**Objective 1**
According to the passage on ergodicity in education data, over how long a period were daily high school attendance ratings tracked, and in how many schools?

**Text block**
######
Since the analysis of complex time dependencies in education is extremely rare at 
this point, this article aims to describe the type of data that would permit us to study 
complex processes, and illustrate how such data may indicate complex processes. This 
paper consists of two parts. The first part describes four distinct error scenarios that 
typically occur in successively ordered data, and it uses simulated data to illustrate the 
kind of dependencies in measurement errors that produce non-ergodic data, and data 
showing evidence of complexity. A second section will describe the trajectory of daily 
high school attendance ratings over a seven year period in two urban high schools to 
demonstrate the relevance of ergodicity as a methodological construct to real 
educational data, and to illustrate what complexity looks like in daily attendance data. 
The implications of finding complexity in daily attendance data over time is that 
attendance patterns are unpredictable and indicate the adaptive capacity the system to 
changing circumstances (Stadnitski, 2012). 

Illustrating the Idea of Ergodicity in Simulated Data 

In the section that follows, I will show four typical patterns of variability that are 
typically distinguished in the dynamical literature to illustrate what ergodic and non- 
ergodic time series data might look like if we assume randomness in the cross-sectional 
distribution of errors. These simulated trajectories provide the background for the 
discussion of some real school attendance data presented afterwards.
######
**Objective 2**
Copy out the entries from the line with "the window frame" up to and including the last line of the entries, reproducing each line character for character.
######
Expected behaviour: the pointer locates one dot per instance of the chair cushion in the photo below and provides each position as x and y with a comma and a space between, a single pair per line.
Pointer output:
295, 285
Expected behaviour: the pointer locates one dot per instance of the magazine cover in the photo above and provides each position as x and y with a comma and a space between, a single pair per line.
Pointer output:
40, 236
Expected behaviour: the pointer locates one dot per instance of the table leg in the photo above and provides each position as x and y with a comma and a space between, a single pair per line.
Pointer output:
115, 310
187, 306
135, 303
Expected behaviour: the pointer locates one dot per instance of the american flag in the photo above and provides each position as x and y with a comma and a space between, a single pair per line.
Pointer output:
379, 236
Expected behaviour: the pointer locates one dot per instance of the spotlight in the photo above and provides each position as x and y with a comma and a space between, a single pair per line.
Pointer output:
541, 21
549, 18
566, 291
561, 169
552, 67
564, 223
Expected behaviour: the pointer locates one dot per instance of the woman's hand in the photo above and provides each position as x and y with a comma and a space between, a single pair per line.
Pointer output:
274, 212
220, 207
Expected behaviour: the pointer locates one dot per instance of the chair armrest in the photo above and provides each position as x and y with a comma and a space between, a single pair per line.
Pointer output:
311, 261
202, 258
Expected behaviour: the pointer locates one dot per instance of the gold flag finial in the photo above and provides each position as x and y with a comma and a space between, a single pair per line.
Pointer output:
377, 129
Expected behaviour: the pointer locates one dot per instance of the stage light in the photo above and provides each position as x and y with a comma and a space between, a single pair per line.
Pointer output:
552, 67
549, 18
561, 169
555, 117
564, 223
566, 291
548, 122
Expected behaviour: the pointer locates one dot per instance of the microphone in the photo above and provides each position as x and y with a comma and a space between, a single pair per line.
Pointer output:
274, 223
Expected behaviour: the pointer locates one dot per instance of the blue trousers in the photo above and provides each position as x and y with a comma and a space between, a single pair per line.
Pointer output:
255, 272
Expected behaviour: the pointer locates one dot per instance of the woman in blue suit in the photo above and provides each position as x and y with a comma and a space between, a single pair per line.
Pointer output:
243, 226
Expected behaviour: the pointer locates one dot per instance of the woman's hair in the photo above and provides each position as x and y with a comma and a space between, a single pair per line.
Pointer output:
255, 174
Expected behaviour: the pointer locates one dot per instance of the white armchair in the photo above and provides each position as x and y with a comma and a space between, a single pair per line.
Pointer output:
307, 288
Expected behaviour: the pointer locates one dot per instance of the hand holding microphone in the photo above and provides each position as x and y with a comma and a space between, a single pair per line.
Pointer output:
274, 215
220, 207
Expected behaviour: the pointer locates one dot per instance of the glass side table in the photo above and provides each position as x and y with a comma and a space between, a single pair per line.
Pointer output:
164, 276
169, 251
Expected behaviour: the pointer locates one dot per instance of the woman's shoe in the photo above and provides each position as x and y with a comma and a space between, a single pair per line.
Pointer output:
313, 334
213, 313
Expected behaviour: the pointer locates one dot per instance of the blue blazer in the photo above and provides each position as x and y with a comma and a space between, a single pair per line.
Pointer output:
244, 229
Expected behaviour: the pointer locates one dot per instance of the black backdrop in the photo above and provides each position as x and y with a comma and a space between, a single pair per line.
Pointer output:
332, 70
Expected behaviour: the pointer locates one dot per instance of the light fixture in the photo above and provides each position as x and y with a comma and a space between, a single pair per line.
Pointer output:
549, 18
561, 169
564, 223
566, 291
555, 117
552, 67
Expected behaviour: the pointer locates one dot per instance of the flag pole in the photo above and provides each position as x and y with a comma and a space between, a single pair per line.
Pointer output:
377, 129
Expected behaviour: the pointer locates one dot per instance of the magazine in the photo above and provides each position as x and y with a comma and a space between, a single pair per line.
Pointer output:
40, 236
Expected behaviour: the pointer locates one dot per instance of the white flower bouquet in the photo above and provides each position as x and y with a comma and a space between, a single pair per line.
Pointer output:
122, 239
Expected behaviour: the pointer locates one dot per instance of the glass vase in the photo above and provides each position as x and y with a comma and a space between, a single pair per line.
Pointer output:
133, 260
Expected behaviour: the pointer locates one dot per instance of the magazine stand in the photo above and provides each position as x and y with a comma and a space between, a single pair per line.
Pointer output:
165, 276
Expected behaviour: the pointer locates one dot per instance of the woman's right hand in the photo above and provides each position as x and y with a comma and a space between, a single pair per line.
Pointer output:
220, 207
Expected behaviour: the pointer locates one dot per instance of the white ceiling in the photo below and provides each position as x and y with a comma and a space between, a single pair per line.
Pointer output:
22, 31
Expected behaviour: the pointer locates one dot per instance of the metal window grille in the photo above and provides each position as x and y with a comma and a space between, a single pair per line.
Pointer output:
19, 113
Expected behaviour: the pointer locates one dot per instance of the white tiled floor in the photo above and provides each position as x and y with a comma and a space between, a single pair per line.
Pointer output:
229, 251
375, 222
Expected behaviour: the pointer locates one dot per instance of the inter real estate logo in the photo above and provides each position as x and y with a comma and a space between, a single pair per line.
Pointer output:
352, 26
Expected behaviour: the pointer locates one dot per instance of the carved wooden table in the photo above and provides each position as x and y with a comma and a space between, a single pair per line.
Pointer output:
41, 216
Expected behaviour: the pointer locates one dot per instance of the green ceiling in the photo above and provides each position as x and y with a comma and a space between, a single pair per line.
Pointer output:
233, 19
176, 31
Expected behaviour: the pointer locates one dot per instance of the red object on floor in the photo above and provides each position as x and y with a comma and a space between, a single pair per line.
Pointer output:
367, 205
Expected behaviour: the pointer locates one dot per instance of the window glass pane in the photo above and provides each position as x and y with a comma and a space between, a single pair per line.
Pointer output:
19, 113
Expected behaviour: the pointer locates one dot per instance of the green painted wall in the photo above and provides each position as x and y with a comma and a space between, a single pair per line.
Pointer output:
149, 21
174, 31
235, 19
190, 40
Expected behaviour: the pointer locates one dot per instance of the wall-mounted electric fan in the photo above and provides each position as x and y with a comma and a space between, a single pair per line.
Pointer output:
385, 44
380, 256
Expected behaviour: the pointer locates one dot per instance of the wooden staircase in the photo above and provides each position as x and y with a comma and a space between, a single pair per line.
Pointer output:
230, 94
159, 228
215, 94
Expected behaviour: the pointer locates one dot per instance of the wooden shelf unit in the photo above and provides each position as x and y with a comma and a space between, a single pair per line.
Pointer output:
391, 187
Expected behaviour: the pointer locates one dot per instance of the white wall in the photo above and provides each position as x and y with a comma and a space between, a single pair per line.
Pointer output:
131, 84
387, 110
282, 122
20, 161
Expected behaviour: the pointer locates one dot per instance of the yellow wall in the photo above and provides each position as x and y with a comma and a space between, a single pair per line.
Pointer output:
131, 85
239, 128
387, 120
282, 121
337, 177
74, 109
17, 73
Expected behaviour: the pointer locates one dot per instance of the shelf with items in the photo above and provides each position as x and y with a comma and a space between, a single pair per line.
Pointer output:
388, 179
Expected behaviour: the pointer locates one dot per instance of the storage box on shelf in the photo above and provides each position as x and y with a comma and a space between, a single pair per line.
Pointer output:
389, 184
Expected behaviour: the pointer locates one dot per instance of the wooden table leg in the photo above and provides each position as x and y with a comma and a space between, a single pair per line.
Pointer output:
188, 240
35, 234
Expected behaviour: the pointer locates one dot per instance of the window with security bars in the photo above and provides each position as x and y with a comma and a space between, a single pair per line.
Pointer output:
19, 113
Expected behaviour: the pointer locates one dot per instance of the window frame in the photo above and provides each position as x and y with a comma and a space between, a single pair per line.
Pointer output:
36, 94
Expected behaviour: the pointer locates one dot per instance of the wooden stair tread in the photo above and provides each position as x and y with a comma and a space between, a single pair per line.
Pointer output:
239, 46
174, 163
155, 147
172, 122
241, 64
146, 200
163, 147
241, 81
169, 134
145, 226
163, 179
######
**Finished answer 1**
Over a seven-year period, in two urban high schools.

**Finished answer 2**
Expected behaviour: the pointer locates one dot per instance of the window frame in the photo above and provides each position as x and y with a comma and a space between, a single pair per line.
Pointer output:
36, 94
Expected behaviour: the pointer locates one dot per instance of the wooden stair tread in the photo above and provides each position as x and y with a comma and a space between, a single pair per line.
Pointer output:
239, 46
174, 163
155, 147
172, 122
241, 64
146, 200
163, 147
241, 81
169, 134
145, 226
163, 179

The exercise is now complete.